Dataset rows on where objects appear

____________________

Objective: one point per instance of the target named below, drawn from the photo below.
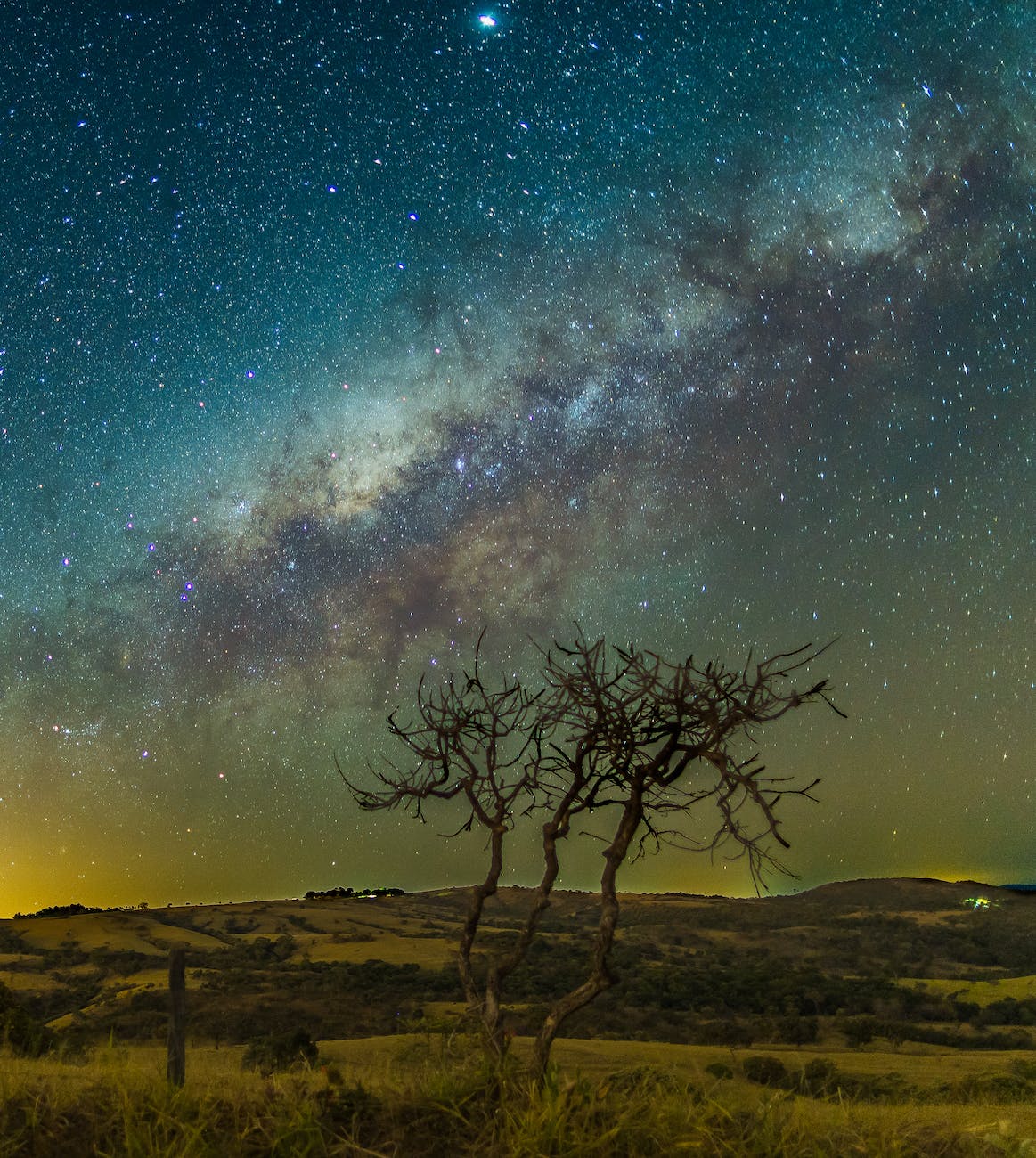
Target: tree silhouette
(646, 741)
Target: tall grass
(443, 1101)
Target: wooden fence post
(177, 1042)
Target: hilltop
(907, 958)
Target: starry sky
(331, 334)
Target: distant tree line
(58, 910)
(363, 894)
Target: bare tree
(618, 730)
(659, 741)
(482, 746)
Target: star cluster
(329, 337)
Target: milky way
(329, 338)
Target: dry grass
(429, 1097)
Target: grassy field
(890, 958)
(418, 1096)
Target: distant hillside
(907, 959)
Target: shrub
(279, 1052)
(820, 1078)
(765, 1070)
(719, 1070)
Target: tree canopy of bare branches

____________________

▶ [REQUIRED WORK]: Could you repeat every line of the data above word for word, leaving the pictures out?

▶ [FINISHED EXERCISE]:
Objective: one point per instance of the target named below, drawn from the photo below.
Target: tree silhouette
(646, 741)
Target: tall grass
(443, 1101)
Target: wooden fence post
(177, 1042)
Target: hilltop
(907, 958)
Target: starry sky
(331, 334)
Target: distant tree line
(58, 910)
(363, 894)
Target: bare tree
(618, 730)
(659, 741)
(482, 746)
Target: star cluster
(329, 337)
Target: milky way
(329, 338)
Target: dry grass
(429, 1097)
Target: grassy field
(890, 958)
(418, 1096)
Target: distant hillside
(907, 959)
Target: shrub
(279, 1052)
(820, 1078)
(765, 1070)
(719, 1070)
Target: tree canopy of bare branches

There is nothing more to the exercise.